(Beginning of Supplied material)
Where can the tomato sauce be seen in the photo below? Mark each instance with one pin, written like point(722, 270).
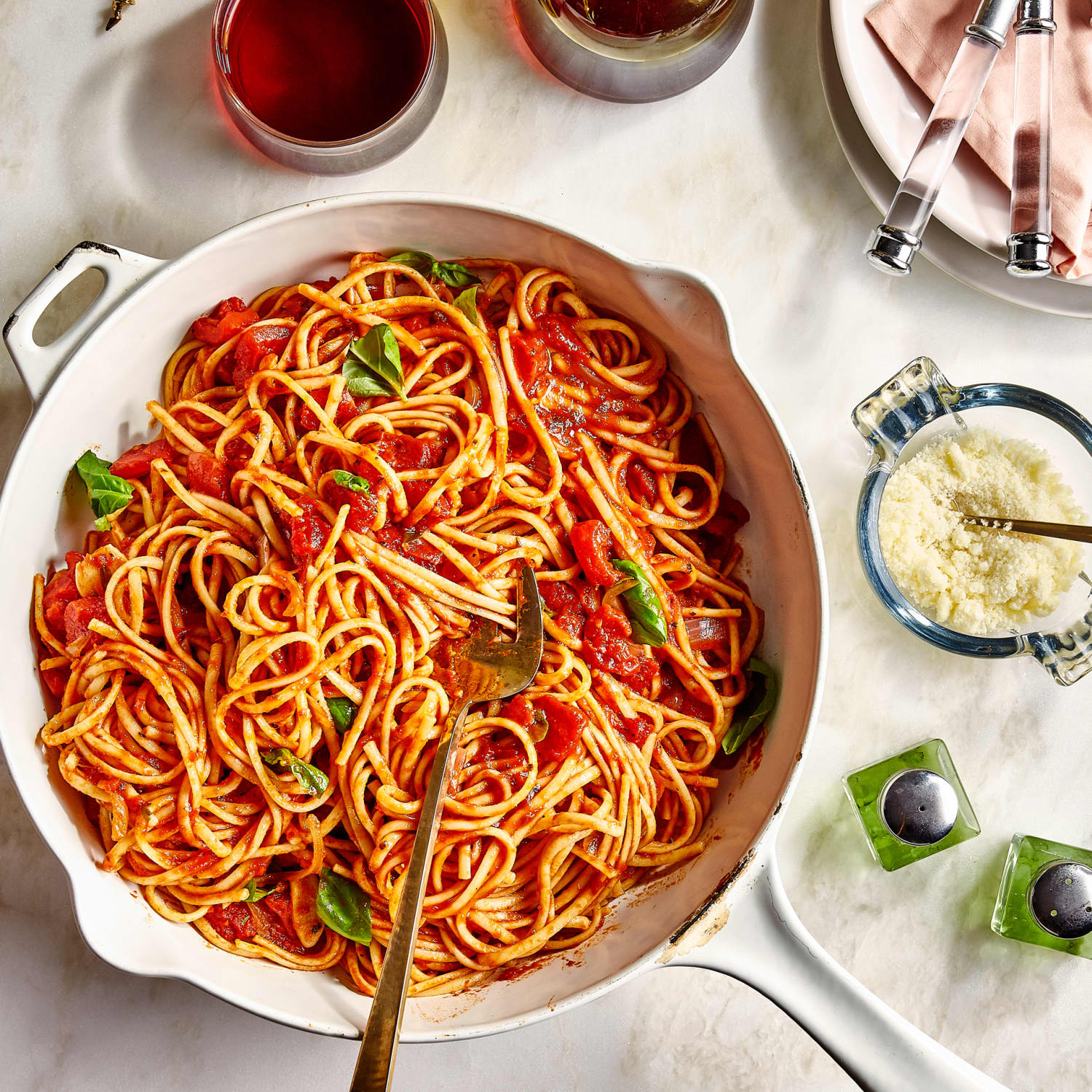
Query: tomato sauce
point(137, 462)
point(566, 725)
point(327, 70)
point(561, 415)
point(607, 646)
(End of Supplied material)
Copy every entry above exactly as it stands, but leave the pictures out.

Where can the tomato sauce be seen in the photo below? Mark each instance with one pin, written like point(722, 270).
Query: tomato sauce
point(137, 462)
point(566, 725)
point(327, 70)
point(561, 415)
point(607, 646)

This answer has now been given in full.